What the task requires: Find the line containing "Note: mark the black eyeglasses" in the material below; copy that line and all following lines exactly.

Working data:
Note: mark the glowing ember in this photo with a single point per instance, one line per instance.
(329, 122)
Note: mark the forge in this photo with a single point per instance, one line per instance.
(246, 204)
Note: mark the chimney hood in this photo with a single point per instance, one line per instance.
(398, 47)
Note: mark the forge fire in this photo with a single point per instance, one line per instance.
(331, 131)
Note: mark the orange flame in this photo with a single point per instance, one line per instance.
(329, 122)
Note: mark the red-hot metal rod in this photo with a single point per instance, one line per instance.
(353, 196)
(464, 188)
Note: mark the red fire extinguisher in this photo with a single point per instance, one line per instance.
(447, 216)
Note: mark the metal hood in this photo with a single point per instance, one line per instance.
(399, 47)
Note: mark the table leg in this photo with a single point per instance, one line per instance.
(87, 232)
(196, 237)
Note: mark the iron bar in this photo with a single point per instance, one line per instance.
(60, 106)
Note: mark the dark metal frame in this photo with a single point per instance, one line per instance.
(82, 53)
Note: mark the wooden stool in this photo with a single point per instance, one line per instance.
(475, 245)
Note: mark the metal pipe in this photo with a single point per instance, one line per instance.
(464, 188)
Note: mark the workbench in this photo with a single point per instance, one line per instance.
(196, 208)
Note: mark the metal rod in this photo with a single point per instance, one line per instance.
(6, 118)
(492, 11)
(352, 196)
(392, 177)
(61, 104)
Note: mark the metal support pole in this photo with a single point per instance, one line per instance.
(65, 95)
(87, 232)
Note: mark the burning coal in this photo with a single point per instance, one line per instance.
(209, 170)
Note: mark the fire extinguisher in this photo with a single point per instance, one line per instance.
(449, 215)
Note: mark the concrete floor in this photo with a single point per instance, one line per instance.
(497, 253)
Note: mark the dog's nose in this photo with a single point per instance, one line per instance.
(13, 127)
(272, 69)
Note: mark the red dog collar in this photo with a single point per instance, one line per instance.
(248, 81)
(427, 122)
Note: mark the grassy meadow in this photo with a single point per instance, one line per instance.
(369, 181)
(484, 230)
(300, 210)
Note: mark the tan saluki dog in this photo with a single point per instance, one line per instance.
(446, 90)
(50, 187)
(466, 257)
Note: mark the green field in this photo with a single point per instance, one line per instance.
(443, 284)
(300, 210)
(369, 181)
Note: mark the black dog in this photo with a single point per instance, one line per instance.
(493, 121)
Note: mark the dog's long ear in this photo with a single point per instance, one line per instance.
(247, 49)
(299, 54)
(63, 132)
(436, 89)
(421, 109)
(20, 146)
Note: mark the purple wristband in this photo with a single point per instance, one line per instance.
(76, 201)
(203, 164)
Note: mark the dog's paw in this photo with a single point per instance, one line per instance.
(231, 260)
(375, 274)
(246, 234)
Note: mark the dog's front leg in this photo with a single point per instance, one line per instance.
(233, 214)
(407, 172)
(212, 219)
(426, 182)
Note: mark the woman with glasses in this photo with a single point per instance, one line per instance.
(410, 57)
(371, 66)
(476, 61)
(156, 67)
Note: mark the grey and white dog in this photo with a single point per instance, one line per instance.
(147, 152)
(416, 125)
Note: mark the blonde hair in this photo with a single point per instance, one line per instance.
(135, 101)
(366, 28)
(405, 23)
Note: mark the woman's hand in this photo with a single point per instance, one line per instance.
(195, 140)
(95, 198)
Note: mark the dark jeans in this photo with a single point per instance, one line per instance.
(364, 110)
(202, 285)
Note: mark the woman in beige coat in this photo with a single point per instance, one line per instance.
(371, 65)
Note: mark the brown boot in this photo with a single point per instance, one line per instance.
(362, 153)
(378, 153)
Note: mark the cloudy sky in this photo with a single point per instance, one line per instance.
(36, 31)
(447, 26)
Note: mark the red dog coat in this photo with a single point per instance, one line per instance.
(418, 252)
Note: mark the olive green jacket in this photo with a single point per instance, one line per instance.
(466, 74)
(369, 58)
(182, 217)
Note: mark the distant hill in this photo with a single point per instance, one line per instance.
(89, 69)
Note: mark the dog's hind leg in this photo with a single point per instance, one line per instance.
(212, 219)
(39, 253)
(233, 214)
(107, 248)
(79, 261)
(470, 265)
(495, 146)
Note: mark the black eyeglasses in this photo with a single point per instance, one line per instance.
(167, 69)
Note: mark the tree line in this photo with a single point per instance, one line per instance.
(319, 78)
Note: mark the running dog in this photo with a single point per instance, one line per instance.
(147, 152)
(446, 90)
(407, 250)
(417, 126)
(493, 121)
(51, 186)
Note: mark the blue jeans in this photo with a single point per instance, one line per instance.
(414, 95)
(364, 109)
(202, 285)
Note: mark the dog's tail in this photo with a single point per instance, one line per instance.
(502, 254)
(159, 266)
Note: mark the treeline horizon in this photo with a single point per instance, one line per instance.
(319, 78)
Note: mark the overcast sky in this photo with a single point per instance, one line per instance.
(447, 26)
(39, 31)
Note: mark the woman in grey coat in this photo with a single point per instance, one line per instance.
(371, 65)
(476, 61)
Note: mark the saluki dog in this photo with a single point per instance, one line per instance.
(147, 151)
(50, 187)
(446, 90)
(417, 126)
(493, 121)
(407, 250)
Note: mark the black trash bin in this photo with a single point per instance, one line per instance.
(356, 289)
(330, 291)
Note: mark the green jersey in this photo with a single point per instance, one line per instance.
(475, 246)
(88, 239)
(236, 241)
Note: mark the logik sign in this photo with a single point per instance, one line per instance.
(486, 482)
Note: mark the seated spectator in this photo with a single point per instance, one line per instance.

Result of this task:
Note: mark the black eyeglasses in this photo with a single point per instance, one line per instance.
(167, 69)
Note: mark the tree line in this photo with a single point per instance, one line per instance.
(319, 78)
Note: mark the running dog in this photo with a single point per instance, one line per instance.
(147, 152)
(446, 90)
(407, 250)
(417, 126)
(493, 121)
(51, 186)
Note: mark the blue jeans in this photo with a single point per instance, one line per instance.
(414, 95)
(364, 109)
(202, 285)
Note: mark the dog's tail in this photo with a single point per instance, one line per instance.
(502, 254)
(159, 266)
Note: mark the treeline horizon in this photo with a single point per instance, one line per instance.
(319, 78)
Note: mark the overcast sky in this photo with a single point per instance, one line per instance.
(447, 26)
(39, 31)
Note: mark the woman in grey coat in this photo with a single point per instance, one line per instance.
(371, 65)
(476, 61)
Note: mark the saluki dog in this photo with a single point per instance, one line per instance.
(147, 151)
(50, 187)
(446, 90)
(417, 126)
(493, 121)
(407, 250)
Note: mark the black trash bin in this photo with a single point per instance, one line per instance.
(356, 289)
(330, 291)
Note: mark the green jersey in this photo with a single point per instance, one line per instance.
(475, 246)
(88, 239)
(236, 241)
Note: mark the logik sign in this photo with a single point per instance, one line per instance.
(486, 482)
Note: mark the seated spectator in this photo with a single point per instance, one line per instance.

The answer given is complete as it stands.